** Start of Supplied records **

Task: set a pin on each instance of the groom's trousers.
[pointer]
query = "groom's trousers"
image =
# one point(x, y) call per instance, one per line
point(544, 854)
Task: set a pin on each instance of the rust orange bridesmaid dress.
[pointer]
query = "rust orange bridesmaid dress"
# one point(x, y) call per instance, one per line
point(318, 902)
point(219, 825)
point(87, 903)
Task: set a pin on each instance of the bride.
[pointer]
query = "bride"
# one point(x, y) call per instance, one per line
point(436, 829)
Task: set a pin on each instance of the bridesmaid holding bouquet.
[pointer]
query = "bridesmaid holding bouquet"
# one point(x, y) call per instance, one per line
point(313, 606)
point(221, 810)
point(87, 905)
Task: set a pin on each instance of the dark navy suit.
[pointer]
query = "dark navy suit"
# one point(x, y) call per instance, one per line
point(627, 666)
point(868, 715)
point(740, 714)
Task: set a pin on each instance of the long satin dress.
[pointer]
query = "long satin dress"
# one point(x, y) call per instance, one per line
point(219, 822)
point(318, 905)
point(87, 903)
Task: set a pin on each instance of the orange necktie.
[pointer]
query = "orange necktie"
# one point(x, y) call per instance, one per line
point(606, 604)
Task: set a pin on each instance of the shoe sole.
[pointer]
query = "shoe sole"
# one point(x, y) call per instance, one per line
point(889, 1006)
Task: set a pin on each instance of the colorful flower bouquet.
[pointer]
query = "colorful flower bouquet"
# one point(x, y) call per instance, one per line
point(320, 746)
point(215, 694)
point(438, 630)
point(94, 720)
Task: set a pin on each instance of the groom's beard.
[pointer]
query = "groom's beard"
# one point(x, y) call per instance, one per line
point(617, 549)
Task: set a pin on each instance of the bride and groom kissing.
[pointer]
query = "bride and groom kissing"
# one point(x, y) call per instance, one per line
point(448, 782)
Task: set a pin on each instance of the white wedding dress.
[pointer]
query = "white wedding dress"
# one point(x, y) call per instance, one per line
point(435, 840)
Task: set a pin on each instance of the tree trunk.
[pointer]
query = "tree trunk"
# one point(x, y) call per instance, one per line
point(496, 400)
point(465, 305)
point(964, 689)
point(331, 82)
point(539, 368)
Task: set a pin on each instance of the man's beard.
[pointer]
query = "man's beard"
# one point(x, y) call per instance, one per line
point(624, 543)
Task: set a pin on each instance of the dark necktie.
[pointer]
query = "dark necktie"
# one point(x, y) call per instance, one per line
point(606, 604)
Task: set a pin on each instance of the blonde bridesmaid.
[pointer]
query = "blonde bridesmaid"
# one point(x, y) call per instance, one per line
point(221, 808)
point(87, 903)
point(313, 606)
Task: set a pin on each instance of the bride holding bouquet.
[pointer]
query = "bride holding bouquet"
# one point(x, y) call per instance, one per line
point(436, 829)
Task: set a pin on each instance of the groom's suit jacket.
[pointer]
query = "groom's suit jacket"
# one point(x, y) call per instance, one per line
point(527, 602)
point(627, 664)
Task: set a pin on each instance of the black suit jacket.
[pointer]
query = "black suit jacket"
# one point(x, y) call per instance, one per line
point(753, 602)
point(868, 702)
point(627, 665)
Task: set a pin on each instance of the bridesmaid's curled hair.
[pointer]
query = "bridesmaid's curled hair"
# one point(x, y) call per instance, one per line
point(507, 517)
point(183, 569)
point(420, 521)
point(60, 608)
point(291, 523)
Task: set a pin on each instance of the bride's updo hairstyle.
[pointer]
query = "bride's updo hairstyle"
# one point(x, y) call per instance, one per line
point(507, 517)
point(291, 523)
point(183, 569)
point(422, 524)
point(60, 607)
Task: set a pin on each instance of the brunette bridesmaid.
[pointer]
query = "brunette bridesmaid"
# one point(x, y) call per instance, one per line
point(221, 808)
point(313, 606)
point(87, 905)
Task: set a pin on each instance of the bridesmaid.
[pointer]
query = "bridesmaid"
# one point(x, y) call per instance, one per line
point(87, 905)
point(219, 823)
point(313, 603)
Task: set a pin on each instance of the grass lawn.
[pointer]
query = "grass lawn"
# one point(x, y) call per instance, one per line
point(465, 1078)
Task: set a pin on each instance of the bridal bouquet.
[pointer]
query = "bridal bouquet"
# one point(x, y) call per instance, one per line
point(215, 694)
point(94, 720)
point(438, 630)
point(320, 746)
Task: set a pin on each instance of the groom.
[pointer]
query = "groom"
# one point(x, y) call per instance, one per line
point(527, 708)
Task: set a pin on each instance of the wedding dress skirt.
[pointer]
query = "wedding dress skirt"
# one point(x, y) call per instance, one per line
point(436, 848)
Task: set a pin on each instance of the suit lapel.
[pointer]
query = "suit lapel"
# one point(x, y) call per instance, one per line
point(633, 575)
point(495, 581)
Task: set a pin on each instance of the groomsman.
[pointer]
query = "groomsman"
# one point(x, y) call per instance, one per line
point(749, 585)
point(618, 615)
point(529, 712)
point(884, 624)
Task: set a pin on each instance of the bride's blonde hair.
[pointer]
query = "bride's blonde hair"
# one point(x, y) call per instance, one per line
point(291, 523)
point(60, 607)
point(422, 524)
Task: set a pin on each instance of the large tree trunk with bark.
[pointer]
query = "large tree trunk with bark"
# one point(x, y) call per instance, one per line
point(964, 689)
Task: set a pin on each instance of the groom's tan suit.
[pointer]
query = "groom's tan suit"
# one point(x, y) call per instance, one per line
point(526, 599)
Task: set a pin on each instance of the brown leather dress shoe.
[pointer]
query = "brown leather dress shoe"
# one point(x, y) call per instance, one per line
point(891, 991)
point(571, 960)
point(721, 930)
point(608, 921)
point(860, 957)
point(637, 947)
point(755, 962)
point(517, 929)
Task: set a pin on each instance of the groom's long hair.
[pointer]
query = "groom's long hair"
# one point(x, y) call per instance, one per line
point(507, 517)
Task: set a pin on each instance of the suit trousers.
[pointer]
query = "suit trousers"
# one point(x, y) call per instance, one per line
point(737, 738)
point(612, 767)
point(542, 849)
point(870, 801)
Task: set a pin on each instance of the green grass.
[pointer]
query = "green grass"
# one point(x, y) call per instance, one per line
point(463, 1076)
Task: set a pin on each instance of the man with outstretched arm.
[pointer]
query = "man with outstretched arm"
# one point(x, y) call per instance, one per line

** End of Supplied records **

• Work to do
Copy the listing again, starting at the line that has "Task: set a pin on each instance of the groom's tan" and stopping after the line that has "point(526, 599)", with every line kept. Shift each coordinate in the point answers by -115, and leave all other text unchanged.

• Answer to the problem
Task: set a pin on each instance of the groom's tan suit.
[pointer]
query = "groom's tan suit"
# one point(x, y) call per instance, one per line
point(411, 484)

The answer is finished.